** Work task **
The first line of the listing opens the range and the line with "Where can you see the running" closes it; repeat those lines and all between them word for word, leaving out the pictures.

** Source data **
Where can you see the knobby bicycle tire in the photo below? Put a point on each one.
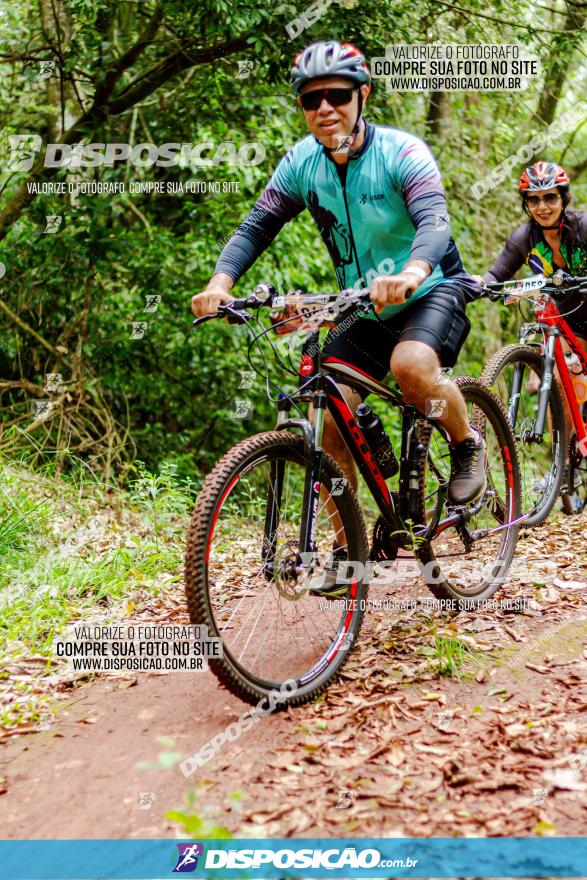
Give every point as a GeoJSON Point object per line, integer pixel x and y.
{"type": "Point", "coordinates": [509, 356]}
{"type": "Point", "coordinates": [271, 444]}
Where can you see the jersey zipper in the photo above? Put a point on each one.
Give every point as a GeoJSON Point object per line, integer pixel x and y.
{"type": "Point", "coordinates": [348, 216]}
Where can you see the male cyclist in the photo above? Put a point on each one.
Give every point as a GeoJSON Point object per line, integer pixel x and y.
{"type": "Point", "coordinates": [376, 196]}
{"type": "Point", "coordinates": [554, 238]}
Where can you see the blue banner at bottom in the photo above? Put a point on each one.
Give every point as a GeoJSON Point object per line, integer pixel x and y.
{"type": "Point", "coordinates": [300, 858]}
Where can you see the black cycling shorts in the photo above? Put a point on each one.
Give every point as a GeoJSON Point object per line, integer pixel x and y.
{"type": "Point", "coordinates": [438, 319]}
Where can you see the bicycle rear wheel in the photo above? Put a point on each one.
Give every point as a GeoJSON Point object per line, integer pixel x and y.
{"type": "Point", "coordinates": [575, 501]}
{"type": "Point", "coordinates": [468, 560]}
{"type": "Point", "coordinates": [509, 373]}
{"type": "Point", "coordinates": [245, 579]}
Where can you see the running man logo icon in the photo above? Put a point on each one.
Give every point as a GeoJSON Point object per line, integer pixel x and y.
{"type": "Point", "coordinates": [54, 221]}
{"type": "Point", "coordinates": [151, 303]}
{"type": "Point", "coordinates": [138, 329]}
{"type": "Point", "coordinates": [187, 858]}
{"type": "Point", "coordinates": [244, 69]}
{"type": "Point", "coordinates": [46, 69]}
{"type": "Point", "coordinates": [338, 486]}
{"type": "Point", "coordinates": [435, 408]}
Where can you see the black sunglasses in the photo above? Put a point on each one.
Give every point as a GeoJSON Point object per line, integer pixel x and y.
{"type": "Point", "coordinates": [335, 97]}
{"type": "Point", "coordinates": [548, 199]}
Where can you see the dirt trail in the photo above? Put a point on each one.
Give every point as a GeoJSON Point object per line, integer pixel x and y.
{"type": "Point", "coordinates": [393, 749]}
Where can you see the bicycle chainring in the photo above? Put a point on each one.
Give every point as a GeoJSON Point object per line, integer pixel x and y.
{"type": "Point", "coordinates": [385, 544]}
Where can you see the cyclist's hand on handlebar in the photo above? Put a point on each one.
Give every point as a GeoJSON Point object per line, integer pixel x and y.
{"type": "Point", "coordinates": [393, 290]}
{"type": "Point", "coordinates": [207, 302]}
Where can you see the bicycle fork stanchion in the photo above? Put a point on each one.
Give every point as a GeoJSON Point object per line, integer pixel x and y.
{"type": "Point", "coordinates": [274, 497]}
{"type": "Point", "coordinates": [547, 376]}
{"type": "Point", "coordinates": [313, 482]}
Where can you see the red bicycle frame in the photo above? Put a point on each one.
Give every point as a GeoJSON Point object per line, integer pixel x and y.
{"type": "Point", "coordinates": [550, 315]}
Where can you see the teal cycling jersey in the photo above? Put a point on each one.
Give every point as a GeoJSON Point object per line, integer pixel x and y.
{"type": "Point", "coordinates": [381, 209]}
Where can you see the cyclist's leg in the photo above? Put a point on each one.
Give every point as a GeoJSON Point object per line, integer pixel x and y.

** The answer **
Where can you see the knobby bicycle tire in the photo below? Put a point on each one.
Give every point as a GeoJSON Point object per line, integer pixel x and y.
{"type": "Point", "coordinates": [509, 356]}
{"type": "Point", "coordinates": [271, 444]}
Where can you see the jersey zipper in the photo above? Put a point on each one.
Give every point as a GeoJSON Point object per line, integer pixel x and y.
{"type": "Point", "coordinates": [348, 216]}
Where can you see the male cyclist in the photo above? Put a point on each one.
Give every point as a GeoJSON Point object per line, integer pixel x and y.
{"type": "Point", "coordinates": [376, 196]}
{"type": "Point", "coordinates": [554, 238]}
Where can you see the blue banner at bottom in the photo above? Put a point on each one.
Give every point as a GeoJSON Point object per line, integer pixel x and y.
{"type": "Point", "coordinates": [300, 858]}
Where can you see the black cycling shorts in the photo above? Put a point on each one.
Give every point as a GeoJSON Point object per line, integer pixel x and y.
{"type": "Point", "coordinates": [438, 319]}
Where can you see the bicycle rear wheel in the photo above? Put a point on each one.
Give every point as a GeoJSON Point object per line, integer pixel x and y.
{"type": "Point", "coordinates": [575, 501]}
{"type": "Point", "coordinates": [468, 560]}
{"type": "Point", "coordinates": [509, 373]}
{"type": "Point", "coordinates": [245, 579]}
Where can you see the running man logo icon in the photo above? Put a point on each one.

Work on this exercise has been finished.